TAREFA 1:
No texto sobre biocombustíveis, reescreva em forma de lista curta o parágrafo que começa com "As críticas de que os biocombustíveis", mantendo as ideias principais.
TAREFA 2:
Copie do texto sobre biocombustíveis o trecho entre "Os biocombustíveis têm" e "e terra aráveis.", incluindo essas palavras.

TEXTO APRESENTADO:

========================================

A transformação dos biocombustíveis em commodities internacionais é um exemplo de como estamos juntando esforços para encontrar respostas coordenadas. A difusão do uso do etanol e do biodiesel ajuda a democratizar o acesso à energia, diminuindo a dependência mundial de reservas finitas de hidrocarbonetos. Ao mesmo tempo, contribui para reduzir emissões de gases poluentes, ajudando na luta para reduzir os efeitos da mudança do clima, que afeta a todos.
Os biocombustíveis têm relevância especial para os países em desenvolvimento. Pelo enorme potencial de geração de empregos e de renda, oferecem uma verdadeira opção de crescimento sustentável, especialmente para países que dependem da exportação de poucos bens primários. Ao mesmo tempo, o etanol e o biodiesel abrem novas avenidas de desenvolvimento, sobretudo nas indústrias bioquímicas. São alternativas econômicas, sociais e tecnológicas que oferecem a países pobres economicamente, mas ricos em sol e terra aráveis.
As críticas de que os biocombustíveis podem afetar a segurança alimentar ou agravar as mudanças climáticas partem de uma falsa premissa. Desde que os países adotem cultivos adequados para suas realidades e necessidades, os biocombustíveis podem andar de mãos dadas com a segurança alimentar e a preservação do meio ambiente. Um sistema de rigorosa certificação pública, lastreado em acordos multilaterais, preservará o meio ambiente, assim como garantirá condições decentes de trabalho.
O equilíbrio entre as pequena propriedade familiar e as grandes plantações também pode ser garantido, como prescreve, por exemplo, a legislação brasileira. Essa experiência estamos partilhando com nossos vizinhos da América Latina e do Caribe e com os irmãos africanos.
Para alcançar as Metas de Desenvolvimento do Milênio, será preciso multiplicar mecanismos financeiros inovadores aptos a assegurar os recursos necessários para mudar a condição de vida de milhões de marginalizados. A cobrança de contribuição sobre passagens aéreas é um pequeno exemplo do que pode ser feito, como ficou claro na criação da Unitaid (central internacional de medicamentos).
A cúpula ampliada oferece oportunidade para formularmos estratégias integradas mundialmente para lidar com as grandes ameaças planetárias.
Não haverá desenvolvimento sustentável, harmonia ambiental e segurança duradoura se não eliminarmos a fome e a extrema desigualdade.

========================================

LINHAS DE DADOS:
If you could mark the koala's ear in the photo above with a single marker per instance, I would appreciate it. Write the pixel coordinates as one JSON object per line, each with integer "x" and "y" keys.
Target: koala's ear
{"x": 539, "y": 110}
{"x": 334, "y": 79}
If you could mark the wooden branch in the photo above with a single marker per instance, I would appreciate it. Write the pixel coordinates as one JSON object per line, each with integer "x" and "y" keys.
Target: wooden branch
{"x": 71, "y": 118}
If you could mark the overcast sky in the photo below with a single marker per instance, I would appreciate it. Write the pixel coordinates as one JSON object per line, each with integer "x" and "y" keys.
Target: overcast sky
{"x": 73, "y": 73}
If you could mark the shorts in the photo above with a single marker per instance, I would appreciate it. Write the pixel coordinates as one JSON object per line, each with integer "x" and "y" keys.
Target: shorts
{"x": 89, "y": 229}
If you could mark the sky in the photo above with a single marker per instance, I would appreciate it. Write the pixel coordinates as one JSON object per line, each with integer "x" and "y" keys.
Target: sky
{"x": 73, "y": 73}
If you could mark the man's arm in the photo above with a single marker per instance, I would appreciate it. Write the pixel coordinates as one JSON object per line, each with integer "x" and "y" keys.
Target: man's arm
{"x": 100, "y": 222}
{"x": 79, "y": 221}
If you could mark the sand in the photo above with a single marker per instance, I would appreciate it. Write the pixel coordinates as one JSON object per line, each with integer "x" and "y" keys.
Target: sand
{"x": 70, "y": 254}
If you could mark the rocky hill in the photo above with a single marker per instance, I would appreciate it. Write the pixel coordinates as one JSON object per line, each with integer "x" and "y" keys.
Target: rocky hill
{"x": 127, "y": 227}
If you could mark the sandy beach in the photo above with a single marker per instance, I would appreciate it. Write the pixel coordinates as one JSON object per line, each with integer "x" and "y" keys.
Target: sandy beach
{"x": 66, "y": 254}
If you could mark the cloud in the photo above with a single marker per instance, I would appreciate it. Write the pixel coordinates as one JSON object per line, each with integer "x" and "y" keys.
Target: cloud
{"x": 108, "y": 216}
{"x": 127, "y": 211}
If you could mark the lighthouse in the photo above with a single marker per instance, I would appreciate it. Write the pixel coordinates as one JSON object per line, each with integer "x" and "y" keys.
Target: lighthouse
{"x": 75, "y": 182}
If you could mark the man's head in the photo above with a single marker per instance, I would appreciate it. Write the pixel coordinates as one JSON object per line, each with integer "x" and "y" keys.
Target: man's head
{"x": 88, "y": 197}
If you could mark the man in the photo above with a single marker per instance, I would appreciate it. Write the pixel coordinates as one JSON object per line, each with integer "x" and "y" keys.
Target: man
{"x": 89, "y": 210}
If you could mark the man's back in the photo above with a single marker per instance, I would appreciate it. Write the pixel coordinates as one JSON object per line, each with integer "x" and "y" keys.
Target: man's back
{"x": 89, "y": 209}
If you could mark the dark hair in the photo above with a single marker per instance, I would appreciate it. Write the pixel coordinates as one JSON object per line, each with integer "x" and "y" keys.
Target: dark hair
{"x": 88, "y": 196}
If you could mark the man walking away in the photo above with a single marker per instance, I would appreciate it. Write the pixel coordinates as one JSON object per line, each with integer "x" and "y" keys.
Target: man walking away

========================================

RESPOSTA ESCRITA 1:
- As críticas de que os biocombustíveis ameaçam a segurança alimentar ou pioram as mudanças climáticas partem de uma premissa falsa.
- Se cada país escolher cultivos adequados à sua realidade e às suas necessidades, os biocombustíveis podem conviver com a segurança alimentar e a preservação do meio ambiente.
- Uma certificação pública rigorosa, apoiada em acordos multilaterais, vai proteger o meio ambiente e garantir condições de trabalho decentes.

RESPOSTA ESCRITA 2:
Os biocombustíveis têm relevância especial para os países em desenvolvimento. Pelo enorme potencial de geração de empregos e de renda, oferecem uma verdadeira opção de crescimento sustentável, especialmente para países que dependem da exportação de poucos bens primários. Ao mesmo tempo, o etanol e o biodiesel abrem novas avenidas de desenvolvimento, sobretudo nas indústrias bioquímicas. São alternativas econômicas, sociais e tecnológicas que oferecem a países pobres economicamente, mas ricos em sol e terra aráveis.